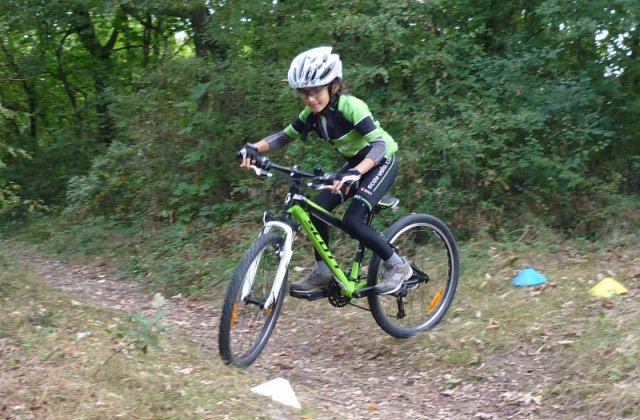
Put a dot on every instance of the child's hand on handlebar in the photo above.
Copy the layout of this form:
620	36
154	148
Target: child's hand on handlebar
346	180
249	154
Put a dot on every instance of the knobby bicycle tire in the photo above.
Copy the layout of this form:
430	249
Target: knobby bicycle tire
429	245
245	327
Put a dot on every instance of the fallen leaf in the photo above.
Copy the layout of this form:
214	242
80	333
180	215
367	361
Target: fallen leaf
493	324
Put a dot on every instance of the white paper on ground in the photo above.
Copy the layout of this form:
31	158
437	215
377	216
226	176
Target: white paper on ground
279	390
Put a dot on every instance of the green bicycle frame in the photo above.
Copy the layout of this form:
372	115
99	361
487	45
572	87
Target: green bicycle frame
350	284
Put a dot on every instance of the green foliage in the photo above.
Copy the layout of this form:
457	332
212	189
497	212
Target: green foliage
147	331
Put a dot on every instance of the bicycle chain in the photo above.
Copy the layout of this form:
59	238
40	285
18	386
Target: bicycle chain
334	294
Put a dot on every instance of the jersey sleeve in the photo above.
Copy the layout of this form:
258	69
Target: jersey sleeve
360	115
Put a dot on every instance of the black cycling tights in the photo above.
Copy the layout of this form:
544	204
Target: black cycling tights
354	223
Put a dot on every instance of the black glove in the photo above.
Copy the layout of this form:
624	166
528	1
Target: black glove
349	180
248	152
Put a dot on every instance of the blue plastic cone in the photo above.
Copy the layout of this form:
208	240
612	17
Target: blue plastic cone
529	277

··········

Please reproduce the records starting at the line containing "Put a dot on every instance of the jersey" and ending at the last line of the records, swapping "black" for "dark" and leaving everything else unchanged.

Put a dot on every instance of the jersey sleeve in the photo above.
Copy the layout of this form:
258	69
Target: jersey sleeve
360	115
Put a dot on every instance of the dark cycling tights in the photo above.
Copy the layout of this form:
544	204
Target: dark cycling tights
354	223
Put a dot on every instance of the dark glove in the photo above.
Copy the layout of this form:
624	166
528	1
Target: dark glove
349	180
248	152
Put a dot on every instance of the blue plastic cone in the photo above.
Copy the layout of this form:
208	240
612	17
Target: blue plastic cone
529	277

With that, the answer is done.